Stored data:
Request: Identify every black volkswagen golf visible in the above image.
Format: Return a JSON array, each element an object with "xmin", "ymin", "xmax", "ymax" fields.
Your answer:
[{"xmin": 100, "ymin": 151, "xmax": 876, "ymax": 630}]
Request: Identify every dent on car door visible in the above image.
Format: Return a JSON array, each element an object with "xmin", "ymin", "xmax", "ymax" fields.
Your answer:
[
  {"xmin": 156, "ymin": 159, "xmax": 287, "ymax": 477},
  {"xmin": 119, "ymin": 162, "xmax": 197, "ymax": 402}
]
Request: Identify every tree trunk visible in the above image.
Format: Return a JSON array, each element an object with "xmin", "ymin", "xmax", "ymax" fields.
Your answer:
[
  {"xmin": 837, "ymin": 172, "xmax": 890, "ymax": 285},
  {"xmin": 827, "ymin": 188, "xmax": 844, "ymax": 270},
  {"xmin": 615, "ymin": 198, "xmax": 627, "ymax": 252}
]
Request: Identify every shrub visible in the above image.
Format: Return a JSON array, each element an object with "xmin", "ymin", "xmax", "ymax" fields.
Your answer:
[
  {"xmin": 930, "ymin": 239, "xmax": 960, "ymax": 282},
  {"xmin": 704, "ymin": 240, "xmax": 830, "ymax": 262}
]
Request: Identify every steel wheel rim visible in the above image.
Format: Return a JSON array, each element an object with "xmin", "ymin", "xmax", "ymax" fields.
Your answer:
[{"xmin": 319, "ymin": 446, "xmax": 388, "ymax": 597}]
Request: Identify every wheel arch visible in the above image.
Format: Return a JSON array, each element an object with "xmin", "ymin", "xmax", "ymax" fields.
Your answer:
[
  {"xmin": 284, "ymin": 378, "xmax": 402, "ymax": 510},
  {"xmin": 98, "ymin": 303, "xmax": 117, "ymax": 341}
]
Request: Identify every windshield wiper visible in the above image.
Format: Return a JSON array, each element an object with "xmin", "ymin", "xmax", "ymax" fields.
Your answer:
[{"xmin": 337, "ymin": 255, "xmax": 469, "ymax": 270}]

> GIVEN PROBLEM:
Quote word for word the lines from the one containing "Request: Identify every shrub" through the end of the records, including both the first and last lines.

> FINISHED TASK:
Request: Identify every shrub visible in the above image.
Format: Return a JSON array, each element an object with "xmin", "ymin", "xmax", "ymax" fields.
Your answer:
[
  {"xmin": 930, "ymin": 239, "xmax": 960, "ymax": 282},
  {"xmin": 704, "ymin": 240, "xmax": 830, "ymax": 262}
]
Request: Identify every steel wheel rim visible in the above image.
Format: Return a JSON array, each element an object with "xmin", "ymin", "xmax", "ymax" fields.
Your answer:
[{"xmin": 319, "ymin": 446, "xmax": 388, "ymax": 597}]
Request: Identify every wheel arch visible in the above image.
Format: Return a JSON array, each element an object with "xmin", "ymin", "xmax", "ymax" fields.
Your answer:
[
  {"xmin": 284, "ymin": 378, "xmax": 402, "ymax": 510},
  {"xmin": 98, "ymin": 303, "xmax": 117, "ymax": 341}
]
Request: Identify every windshield wiper visible in the above image.
Format: Return a JSON array, each element an object with "xmin", "ymin", "xmax", "ymax" fields.
Your answer:
[{"xmin": 337, "ymin": 255, "xmax": 469, "ymax": 270}]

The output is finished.